WRITTEN REQUEST 1:
Reproduce word for word the passage of the DocBook mailing list post starting at "Help: OASIS Mailing" and ending at "your 'Ruminations' articles ?".

*** TEXT SHOWN ***

OASIS Mailing List ArchivesView the OASIS mailing list archive below
or browse/search using MarkMail.


Help: OASIS Mailing Lists Help | MarkMail Help

docbook message

[Date Prev] | [Thread Prev] | [Thread Next] | [Date Next] -- [Date Index] | [Thread Index] | [List Home]

Subject: Re: Future DocBook: goals/requirements?

Hash: SHA1

/ Michael Smith <smith@xml-doc.org> was heard to say:
| Could you say something about the main goals or requirements behind the
| changes you've in outlined in your 'Ruminations' articles ?

Here are some further thoughts on why I think now is the time to
refactor DocBook. Apologies, in advance, if some of these issues have
already been touched on in the thread. I haven't caught up yet, but I
had noticed that Michael asked this question so I wrote these thoughts
while I was disconnected on the plane ride home.

1. The single most compelling reason, the reason that I think would be
   sufficient if it was the only reason, is that DocBook has become
   brittle. It has grown, slowly and reasonably conservatively but
   continuously, for many years. Changes that were each individually
   small and well conceived form quite a tenuous pile when taken all
   together. Look at the number of class and mixture parameter
   entities we now have. Many are very similar but not the same. Can
   you tell from inspection why they aren't the same? Is the
   organizing principle that created them discernable? I don't think
   so. As the current maintainer, I'm aware that this is my fault to
   one degree or another.

*** SUPPLIED RECORDS ***

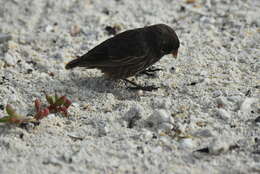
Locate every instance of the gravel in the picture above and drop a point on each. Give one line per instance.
(209, 97)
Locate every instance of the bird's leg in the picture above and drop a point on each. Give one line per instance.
(150, 71)
(137, 87)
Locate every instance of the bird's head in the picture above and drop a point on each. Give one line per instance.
(169, 42)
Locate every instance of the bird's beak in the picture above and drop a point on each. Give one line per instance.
(175, 53)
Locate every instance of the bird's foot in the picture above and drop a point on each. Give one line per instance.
(139, 87)
(150, 71)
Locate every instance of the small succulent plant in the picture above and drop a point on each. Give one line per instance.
(55, 105)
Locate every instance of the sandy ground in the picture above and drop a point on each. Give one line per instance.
(205, 118)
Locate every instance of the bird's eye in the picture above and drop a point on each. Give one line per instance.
(167, 48)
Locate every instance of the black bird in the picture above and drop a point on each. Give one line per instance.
(130, 52)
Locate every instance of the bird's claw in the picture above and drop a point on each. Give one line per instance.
(152, 69)
(144, 88)
(139, 87)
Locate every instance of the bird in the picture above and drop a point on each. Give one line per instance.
(130, 53)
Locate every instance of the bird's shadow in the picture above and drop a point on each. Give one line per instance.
(100, 84)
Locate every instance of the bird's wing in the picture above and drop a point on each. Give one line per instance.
(123, 49)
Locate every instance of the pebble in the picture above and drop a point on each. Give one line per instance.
(222, 101)
(10, 59)
(223, 114)
(206, 133)
(246, 105)
(218, 146)
(186, 143)
(5, 37)
(165, 127)
(217, 93)
(160, 116)
(161, 103)
(49, 28)
(135, 111)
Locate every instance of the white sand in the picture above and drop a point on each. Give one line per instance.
(121, 131)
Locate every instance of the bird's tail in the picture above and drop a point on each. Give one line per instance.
(74, 63)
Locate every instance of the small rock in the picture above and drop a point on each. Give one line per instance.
(218, 145)
(113, 30)
(217, 93)
(165, 127)
(246, 105)
(204, 133)
(10, 59)
(49, 28)
(222, 102)
(134, 114)
(161, 103)
(223, 114)
(135, 111)
(75, 30)
(160, 116)
(257, 120)
(186, 143)
(5, 37)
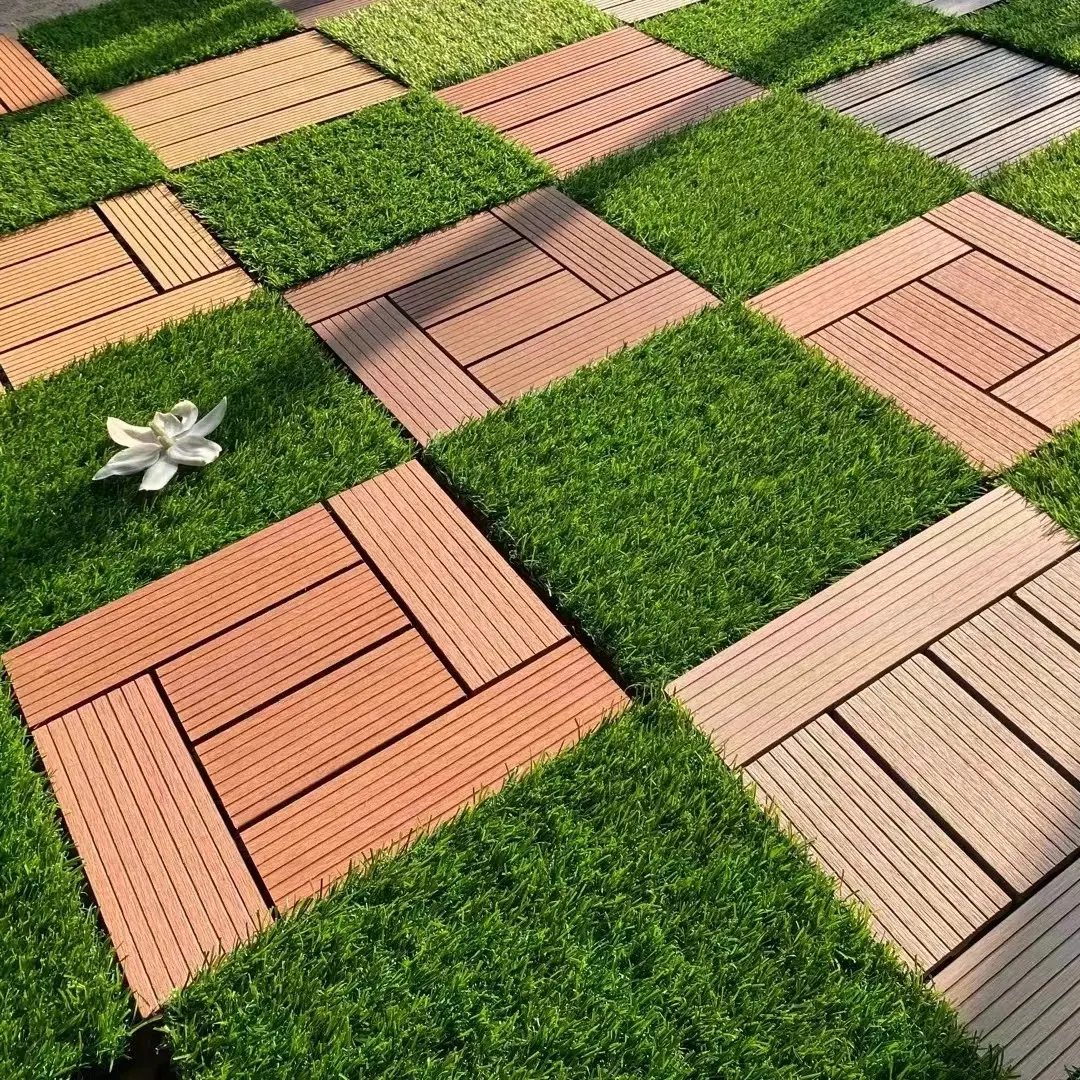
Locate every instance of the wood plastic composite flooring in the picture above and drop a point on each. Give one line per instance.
(968, 316)
(232, 738)
(601, 96)
(232, 102)
(447, 327)
(918, 724)
(104, 274)
(962, 100)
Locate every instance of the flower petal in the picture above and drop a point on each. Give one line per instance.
(211, 420)
(193, 450)
(158, 475)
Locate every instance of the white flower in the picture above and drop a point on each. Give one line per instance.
(174, 439)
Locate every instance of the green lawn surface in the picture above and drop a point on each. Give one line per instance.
(66, 154)
(796, 42)
(329, 194)
(121, 41)
(435, 43)
(764, 191)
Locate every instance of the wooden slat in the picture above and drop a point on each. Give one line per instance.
(302, 739)
(418, 382)
(52, 353)
(430, 774)
(482, 617)
(1018, 986)
(990, 433)
(592, 336)
(760, 689)
(245, 667)
(925, 893)
(1006, 801)
(850, 281)
(582, 242)
(169, 241)
(169, 879)
(1026, 671)
(56, 671)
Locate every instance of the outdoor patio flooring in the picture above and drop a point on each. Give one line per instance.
(240, 732)
(447, 327)
(602, 96)
(917, 723)
(103, 274)
(969, 318)
(232, 102)
(962, 100)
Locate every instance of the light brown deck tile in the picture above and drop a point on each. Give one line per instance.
(171, 883)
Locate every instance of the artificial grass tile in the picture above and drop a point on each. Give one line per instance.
(336, 192)
(296, 431)
(66, 154)
(685, 493)
(796, 42)
(63, 1003)
(623, 912)
(435, 43)
(121, 41)
(761, 192)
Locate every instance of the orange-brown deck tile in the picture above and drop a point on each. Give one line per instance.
(234, 737)
(447, 327)
(248, 97)
(968, 316)
(601, 96)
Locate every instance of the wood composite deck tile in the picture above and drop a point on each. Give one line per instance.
(329, 700)
(248, 97)
(974, 105)
(601, 96)
(445, 328)
(104, 274)
(968, 318)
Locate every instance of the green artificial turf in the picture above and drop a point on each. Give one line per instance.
(434, 43)
(66, 154)
(63, 1004)
(623, 912)
(683, 494)
(796, 42)
(297, 430)
(121, 41)
(764, 191)
(326, 196)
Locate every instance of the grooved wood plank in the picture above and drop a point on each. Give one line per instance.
(247, 666)
(420, 385)
(430, 774)
(1013, 808)
(478, 613)
(352, 285)
(52, 353)
(592, 336)
(925, 893)
(757, 691)
(1018, 986)
(172, 887)
(23, 80)
(987, 431)
(961, 340)
(1026, 671)
(164, 235)
(582, 242)
(1013, 300)
(58, 670)
(850, 281)
(306, 737)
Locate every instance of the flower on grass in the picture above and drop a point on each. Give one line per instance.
(174, 439)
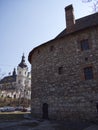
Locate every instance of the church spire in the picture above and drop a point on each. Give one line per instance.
(22, 63)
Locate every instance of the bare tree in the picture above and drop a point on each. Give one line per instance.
(94, 4)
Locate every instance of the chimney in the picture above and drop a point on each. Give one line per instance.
(70, 19)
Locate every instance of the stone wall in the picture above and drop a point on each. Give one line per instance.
(58, 78)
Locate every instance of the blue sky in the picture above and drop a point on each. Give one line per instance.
(25, 24)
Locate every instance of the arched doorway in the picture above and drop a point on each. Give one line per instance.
(45, 111)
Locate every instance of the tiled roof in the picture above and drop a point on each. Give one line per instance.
(8, 79)
(80, 24)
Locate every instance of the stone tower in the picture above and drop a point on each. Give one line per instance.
(22, 72)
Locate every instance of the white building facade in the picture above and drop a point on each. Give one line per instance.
(17, 85)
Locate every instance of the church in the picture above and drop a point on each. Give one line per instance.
(18, 84)
(64, 71)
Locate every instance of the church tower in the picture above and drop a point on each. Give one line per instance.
(22, 72)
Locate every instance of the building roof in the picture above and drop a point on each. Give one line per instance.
(80, 24)
(22, 63)
(8, 79)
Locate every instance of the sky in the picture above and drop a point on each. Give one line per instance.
(25, 24)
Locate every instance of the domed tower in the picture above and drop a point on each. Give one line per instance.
(22, 72)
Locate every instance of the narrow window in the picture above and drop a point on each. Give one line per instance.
(60, 70)
(88, 73)
(84, 44)
(97, 107)
(38, 51)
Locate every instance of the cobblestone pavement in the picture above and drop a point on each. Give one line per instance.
(47, 125)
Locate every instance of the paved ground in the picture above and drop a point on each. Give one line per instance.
(33, 124)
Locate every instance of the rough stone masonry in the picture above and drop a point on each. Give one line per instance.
(65, 71)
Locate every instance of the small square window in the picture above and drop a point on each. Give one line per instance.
(88, 73)
(84, 44)
(51, 48)
(60, 70)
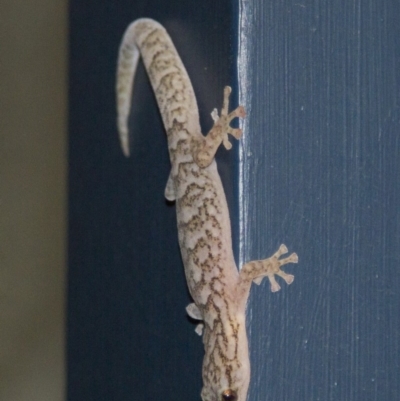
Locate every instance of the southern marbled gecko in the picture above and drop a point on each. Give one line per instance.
(218, 289)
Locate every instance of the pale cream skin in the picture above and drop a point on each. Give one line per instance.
(219, 290)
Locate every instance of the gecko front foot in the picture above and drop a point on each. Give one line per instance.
(204, 149)
(256, 270)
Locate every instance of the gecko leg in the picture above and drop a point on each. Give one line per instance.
(203, 149)
(256, 270)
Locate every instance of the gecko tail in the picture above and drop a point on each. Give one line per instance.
(127, 63)
(128, 58)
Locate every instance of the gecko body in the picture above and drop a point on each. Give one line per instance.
(218, 289)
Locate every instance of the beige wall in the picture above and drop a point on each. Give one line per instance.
(32, 198)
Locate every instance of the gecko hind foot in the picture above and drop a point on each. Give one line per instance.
(204, 150)
(258, 269)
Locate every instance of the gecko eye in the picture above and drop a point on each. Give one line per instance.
(229, 395)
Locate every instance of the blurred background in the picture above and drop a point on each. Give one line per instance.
(33, 107)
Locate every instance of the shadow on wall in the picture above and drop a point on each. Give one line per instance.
(33, 199)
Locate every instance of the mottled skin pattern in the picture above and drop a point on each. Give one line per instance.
(218, 289)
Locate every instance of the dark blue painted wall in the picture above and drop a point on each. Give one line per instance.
(320, 173)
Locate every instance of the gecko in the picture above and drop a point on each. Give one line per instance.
(219, 290)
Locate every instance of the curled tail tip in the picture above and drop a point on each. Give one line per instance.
(125, 148)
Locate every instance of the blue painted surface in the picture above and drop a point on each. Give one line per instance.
(320, 173)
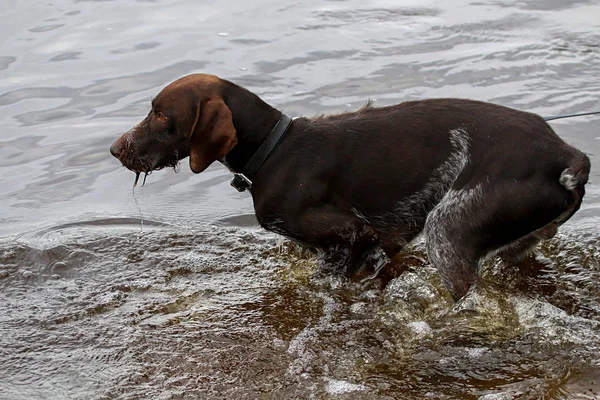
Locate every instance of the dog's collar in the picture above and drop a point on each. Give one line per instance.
(243, 181)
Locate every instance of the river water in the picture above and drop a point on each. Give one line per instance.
(200, 302)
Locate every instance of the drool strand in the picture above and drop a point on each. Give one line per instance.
(137, 177)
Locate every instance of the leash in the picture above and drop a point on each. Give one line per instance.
(569, 115)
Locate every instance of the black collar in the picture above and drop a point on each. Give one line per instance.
(242, 181)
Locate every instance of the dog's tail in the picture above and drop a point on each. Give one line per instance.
(574, 178)
(577, 174)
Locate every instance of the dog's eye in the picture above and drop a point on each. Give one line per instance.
(160, 116)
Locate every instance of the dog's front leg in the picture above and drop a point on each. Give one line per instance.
(347, 242)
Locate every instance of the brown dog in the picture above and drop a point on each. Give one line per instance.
(476, 178)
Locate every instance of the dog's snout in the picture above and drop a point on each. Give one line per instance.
(115, 149)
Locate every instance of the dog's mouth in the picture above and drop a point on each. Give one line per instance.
(146, 166)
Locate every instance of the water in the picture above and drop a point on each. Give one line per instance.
(203, 304)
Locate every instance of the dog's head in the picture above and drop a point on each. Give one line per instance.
(188, 118)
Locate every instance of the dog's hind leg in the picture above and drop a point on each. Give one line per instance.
(510, 216)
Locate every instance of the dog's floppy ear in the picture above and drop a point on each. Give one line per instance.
(212, 135)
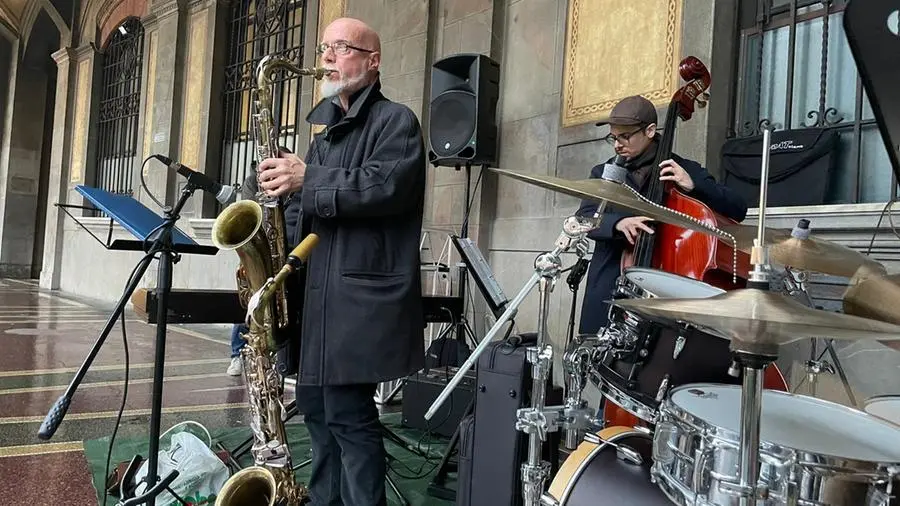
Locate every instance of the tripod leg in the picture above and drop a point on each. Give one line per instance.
(829, 345)
(390, 481)
(811, 376)
(399, 441)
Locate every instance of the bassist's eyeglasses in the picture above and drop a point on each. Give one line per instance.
(623, 138)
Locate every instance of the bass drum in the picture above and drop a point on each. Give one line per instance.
(598, 474)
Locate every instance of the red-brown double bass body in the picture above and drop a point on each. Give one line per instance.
(673, 249)
(695, 255)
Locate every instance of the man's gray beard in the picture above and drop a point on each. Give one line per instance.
(330, 89)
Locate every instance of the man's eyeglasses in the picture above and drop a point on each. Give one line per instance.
(339, 47)
(623, 138)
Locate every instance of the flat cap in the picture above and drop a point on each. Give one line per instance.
(633, 110)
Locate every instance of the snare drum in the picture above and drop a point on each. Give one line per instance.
(886, 407)
(600, 474)
(812, 452)
(647, 358)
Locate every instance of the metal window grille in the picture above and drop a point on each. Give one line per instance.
(258, 28)
(796, 71)
(120, 100)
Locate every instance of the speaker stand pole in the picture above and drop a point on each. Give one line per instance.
(464, 234)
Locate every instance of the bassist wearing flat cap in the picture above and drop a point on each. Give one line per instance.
(633, 134)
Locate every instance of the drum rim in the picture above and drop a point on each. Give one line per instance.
(669, 408)
(875, 399)
(670, 275)
(590, 457)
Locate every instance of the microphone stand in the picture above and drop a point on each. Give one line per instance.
(163, 245)
(537, 420)
(574, 383)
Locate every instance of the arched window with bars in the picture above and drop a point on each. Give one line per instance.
(119, 110)
(257, 28)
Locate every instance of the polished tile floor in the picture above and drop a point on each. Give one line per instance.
(46, 337)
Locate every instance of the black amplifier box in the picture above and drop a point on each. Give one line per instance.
(421, 390)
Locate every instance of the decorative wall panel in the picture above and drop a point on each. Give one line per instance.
(618, 48)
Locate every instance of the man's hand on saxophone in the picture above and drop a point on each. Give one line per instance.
(281, 176)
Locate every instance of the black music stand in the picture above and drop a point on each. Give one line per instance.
(155, 235)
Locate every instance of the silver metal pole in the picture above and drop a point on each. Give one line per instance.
(751, 410)
(535, 470)
(510, 309)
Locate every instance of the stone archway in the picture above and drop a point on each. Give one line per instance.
(26, 146)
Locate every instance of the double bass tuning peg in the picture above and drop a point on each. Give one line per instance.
(703, 100)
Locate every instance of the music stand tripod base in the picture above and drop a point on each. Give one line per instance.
(169, 243)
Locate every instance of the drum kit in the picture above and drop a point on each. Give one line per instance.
(701, 432)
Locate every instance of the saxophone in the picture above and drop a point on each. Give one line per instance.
(255, 230)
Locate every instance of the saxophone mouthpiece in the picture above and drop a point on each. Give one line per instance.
(320, 72)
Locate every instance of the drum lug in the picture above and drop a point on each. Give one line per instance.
(629, 455)
(679, 345)
(663, 388)
(759, 493)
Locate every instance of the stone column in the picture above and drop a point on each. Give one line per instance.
(6, 128)
(24, 149)
(60, 155)
(201, 80)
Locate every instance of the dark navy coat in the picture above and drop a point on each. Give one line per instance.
(363, 195)
(609, 243)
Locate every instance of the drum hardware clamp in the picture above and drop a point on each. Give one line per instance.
(622, 452)
(795, 283)
(538, 420)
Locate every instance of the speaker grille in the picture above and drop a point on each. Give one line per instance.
(452, 122)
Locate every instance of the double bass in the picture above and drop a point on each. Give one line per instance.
(704, 257)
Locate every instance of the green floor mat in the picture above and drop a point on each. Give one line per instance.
(412, 473)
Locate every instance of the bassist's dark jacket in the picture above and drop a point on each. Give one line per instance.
(609, 243)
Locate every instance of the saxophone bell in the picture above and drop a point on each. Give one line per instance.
(252, 486)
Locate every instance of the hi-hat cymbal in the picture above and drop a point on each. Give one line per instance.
(875, 298)
(759, 321)
(617, 194)
(810, 254)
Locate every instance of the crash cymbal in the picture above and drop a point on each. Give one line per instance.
(617, 194)
(759, 321)
(875, 298)
(810, 254)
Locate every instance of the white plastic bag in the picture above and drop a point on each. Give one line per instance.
(201, 474)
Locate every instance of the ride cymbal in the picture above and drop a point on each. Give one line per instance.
(759, 321)
(875, 298)
(810, 254)
(598, 190)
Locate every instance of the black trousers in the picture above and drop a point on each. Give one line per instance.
(349, 461)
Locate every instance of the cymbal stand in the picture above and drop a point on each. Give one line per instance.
(795, 282)
(537, 420)
(752, 359)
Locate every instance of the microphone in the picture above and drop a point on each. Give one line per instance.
(801, 231)
(577, 273)
(615, 171)
(224, 194)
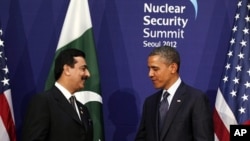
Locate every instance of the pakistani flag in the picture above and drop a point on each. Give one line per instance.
(77, 33)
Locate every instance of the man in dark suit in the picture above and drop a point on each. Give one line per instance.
(188, 114)
(51, 116)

***

WRITTEN REQUEST 2:
Find every line in the records that contains the string "white", treating uppercase and lowercase as different, and copy each of those lines.

EXERCISE RESPONSE 1:
Help: OASIS Mailing Lists Help | MarkMail Help

docbook message

[Date Prev] | [Thread Prev] | [Thread Next] | [Date Next] -- [Date Index] | [Thread Index] | [List Home]

Subject: Re: Future DocBook: goals/requirements?

Hash: SHA1

/ Michael Smith <smith@xml-doc.org> was heard to say:
| Could you say something about the main goals or requirements behind the
| changes you've in outlined in your 'Ruminations' articles ?

EXERCISE RESPONSE 2:
Locate every instance of the white sand in the picture above and drop a point on each. Give one line per instance.
Locate every instance of the white flower in the picture above and drop a point on each. Give one line per instance.
Locate every instance of the white building facade in the picture above and drop a point on each. Give one line per instance.
Locate every instance of the white plastic bag in the picture above and drop a point on each. Give one line per instance.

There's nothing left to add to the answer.